What needs to be done:
Write the next part of the news article about Pinellas County's rabies vaccine bait program, continuing after its last sentence.

Text passage:
Published Feb. 1, 2004|Updated Aug. 27, 2005

(ran West, East, Seminole editions)

It was 1995, and Pinellas County faced a countywide rabies outbreak that threatened both people and their pets.

After decades with virtually no cases of rabies, county officials suddenly had 30 in a single year. Rabid raccoons spread the disease to cats, otters and even a horse. A total of 145 people were treated for exposure to the disease.

"A blowout" is how assistant county director for veterinary services Dr. Welch Agnew recalled it. "It was a crisis. We quarantined portions of the county."

In response, officials launched a new program. Using helicopters, they blanketed the county with matchbox-sized squares of fish meal, each containing a dose of rabies vaccine.

Within four years, that program had helped whittle the number of rabies cases in Pinellas to a single case.

On Thursday, the program was one of 50 ideas from around the nation named as a semifinalist by the Innovations in American Government Awards, a competition co-sponsored by Harvard University's Kennedy School of Government.

Other semifinalists include programs that work to curb abuse of the elderly in California; create a public boarding school in Washington, D.C., to prepare disadvantaged kids for college, and use a herd of goats to graze on unwanted weeds in Denver.

In July, the top five programs will win $100,000 each. In the contest's 17 years, three Florida programs have won the top award, including Hillsborough County's indigent health care plan in 1995 and the state's Healthy Kids program in 1996.

The awards try to recognize government programs that are creative, forward-thinking, effective and able to be replicated elsewhere.

"That's what I think the committee looked at and what struck them" about the rabies bait program, said Carl Fillichio, vice president of the Council for Excellence in Government, Harvard's partner in the awards. "This was a public model that's really transferable to other problems."

Items from a collection
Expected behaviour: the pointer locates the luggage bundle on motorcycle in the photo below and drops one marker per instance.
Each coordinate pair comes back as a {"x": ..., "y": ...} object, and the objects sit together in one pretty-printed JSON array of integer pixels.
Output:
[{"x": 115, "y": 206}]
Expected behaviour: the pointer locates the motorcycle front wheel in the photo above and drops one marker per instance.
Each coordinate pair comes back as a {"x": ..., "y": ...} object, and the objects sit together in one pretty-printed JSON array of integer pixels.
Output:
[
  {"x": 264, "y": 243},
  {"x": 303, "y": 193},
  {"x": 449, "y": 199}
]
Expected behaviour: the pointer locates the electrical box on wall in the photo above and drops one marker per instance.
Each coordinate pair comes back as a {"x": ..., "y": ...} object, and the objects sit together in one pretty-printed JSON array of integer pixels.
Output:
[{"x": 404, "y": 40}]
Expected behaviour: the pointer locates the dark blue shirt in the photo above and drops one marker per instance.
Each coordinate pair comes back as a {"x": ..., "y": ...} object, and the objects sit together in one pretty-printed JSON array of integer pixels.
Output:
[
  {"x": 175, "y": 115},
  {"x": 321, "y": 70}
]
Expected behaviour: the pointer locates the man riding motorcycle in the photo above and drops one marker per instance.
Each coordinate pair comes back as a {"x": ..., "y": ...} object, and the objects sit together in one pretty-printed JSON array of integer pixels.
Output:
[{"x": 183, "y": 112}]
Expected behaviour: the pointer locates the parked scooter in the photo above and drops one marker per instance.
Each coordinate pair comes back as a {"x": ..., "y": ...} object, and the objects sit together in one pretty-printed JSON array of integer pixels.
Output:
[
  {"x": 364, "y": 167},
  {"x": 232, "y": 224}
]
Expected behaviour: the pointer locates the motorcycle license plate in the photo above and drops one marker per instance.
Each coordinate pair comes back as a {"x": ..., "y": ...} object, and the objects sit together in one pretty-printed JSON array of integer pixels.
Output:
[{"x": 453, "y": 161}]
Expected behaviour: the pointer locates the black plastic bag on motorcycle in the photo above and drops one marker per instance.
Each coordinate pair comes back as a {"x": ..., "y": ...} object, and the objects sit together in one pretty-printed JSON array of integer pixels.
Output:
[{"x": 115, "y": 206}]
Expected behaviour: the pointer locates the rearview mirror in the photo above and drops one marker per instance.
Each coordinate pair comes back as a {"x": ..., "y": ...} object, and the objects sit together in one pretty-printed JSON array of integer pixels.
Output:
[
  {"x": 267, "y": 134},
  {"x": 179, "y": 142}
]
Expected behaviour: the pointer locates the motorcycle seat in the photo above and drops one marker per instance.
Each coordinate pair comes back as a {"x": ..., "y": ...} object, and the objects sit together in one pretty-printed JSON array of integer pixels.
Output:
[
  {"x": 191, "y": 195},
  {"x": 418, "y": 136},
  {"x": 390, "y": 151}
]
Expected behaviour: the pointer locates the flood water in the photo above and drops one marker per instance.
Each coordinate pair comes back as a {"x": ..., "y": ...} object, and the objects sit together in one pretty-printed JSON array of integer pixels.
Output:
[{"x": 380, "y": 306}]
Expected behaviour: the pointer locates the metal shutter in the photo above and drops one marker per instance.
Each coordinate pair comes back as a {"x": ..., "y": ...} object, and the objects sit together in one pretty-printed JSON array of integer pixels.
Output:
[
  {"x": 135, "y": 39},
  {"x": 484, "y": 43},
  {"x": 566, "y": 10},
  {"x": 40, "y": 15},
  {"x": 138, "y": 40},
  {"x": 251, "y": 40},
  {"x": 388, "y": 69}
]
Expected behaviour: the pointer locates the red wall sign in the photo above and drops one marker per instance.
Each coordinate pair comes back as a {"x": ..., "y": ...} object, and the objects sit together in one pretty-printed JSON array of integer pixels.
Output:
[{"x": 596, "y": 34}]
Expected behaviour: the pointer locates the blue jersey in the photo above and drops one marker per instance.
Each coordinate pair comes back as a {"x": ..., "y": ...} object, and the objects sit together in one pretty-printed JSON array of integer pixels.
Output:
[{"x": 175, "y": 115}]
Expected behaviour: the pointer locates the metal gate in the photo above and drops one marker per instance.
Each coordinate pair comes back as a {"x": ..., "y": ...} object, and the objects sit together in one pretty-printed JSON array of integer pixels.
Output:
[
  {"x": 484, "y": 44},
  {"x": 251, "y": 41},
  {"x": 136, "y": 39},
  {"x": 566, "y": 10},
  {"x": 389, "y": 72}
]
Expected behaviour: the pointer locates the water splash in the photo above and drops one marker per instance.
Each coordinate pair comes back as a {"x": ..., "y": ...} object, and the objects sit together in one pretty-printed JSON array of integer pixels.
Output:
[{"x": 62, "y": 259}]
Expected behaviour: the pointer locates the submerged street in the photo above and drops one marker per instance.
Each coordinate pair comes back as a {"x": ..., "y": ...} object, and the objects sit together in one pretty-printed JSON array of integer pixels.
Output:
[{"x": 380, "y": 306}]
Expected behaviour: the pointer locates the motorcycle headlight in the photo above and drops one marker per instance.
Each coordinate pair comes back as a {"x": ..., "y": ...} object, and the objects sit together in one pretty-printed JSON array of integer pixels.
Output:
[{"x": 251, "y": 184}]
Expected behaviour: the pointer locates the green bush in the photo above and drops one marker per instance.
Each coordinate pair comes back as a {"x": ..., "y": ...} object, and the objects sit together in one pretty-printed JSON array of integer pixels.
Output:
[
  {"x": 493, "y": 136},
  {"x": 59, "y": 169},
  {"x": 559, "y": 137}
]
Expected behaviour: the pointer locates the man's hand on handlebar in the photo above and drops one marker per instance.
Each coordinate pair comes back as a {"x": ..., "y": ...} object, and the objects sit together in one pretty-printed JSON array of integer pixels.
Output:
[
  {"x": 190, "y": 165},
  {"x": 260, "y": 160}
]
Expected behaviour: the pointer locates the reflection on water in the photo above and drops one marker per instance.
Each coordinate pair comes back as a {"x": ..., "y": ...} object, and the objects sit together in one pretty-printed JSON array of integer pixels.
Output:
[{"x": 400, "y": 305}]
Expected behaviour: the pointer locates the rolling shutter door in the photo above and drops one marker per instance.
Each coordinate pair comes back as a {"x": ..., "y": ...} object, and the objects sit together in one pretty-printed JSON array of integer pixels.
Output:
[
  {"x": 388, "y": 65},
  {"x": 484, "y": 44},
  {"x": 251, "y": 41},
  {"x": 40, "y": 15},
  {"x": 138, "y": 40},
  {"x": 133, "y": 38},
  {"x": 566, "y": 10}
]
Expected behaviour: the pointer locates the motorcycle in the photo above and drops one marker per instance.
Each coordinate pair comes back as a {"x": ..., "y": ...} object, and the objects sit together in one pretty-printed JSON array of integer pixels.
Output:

Result:
Pinellas' rabies bait program was the only one from Florida to make the list of semifinalists.

Pinellas was the first county in the country to try distributing the rabies vaccine from the air, Agnew said.

"We were the first county to do that, and it's kind of a tribute to the County Commission back in '95 when they gave us the okay to go ahead and do it," he said.

Using a county mosquito control helicopter, Pinellas still drops rabies bait, though in recent years, the effort has focused mostly on buffer zones with Pasco and Hillsborough. This year, vaccinations will be more widespread, partly because the number of rabies cases last year crept back up to five.

In 1995, the bait alone cost $200,000. But the stakes were higher.

"We didn't want it reaching the beaches," Agnew said. "If you've got people who are coming to your beaches and you've got rabid raccoons running around . . . that's a disincentive to tourism."

The county also stepped up its efforts to license and vaccinate dogs and cats. The number of pets licensed in the county rose from 90,000 in 1995 to 170,000 a few years later. Today, the number is slightly higher.

"We just really can't emphasize enough the importance of pet vaccination," Agnew said.